Point localization data:
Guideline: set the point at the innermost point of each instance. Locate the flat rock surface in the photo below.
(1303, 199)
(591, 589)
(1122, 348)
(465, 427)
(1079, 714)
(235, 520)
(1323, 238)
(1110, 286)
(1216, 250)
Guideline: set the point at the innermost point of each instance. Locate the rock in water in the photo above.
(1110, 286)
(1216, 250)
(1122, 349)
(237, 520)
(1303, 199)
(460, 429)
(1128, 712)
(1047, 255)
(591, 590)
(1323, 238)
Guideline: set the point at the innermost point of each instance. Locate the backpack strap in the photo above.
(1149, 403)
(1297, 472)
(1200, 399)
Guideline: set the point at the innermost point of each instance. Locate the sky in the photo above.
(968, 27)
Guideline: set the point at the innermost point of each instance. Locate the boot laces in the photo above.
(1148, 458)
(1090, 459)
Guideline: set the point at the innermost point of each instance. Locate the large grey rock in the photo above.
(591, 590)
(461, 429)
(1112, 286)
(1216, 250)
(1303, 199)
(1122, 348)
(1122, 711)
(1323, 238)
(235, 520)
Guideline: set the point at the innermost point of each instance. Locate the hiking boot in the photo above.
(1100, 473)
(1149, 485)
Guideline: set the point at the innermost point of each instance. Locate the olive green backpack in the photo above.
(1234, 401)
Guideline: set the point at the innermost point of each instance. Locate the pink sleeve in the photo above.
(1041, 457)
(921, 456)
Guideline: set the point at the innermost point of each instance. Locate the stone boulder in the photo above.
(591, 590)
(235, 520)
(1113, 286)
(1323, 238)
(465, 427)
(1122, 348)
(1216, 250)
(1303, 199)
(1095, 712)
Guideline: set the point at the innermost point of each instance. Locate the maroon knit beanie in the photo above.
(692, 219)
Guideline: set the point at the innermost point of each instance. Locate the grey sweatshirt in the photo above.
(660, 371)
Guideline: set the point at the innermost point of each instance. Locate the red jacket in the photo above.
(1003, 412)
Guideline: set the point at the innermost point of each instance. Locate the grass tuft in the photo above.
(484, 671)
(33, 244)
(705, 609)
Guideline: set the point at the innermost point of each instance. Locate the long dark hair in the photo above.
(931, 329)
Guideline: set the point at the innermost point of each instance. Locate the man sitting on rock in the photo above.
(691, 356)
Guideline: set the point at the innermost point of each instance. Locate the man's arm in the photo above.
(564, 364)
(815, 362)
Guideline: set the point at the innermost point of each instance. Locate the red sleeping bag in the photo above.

EXERCISE BRIEF: Your task is to transcribe the line containing "on rock in the photo above." and every line after it, through the last line of the data, exactly as written and with nothing more.

FINAL ANSWER:
Guideline: set the point at the innermost point of each instance. Locate the man sitting on rock in the photo above.
(691, 356)
Guideline: set the point at the innermost point of each instance. Locate the man's arm in the photo above.
(564, 364)
(815, 362)
Guideline: set the point at the innermost point of each instance. Locate the red sleeping bag in the photo above.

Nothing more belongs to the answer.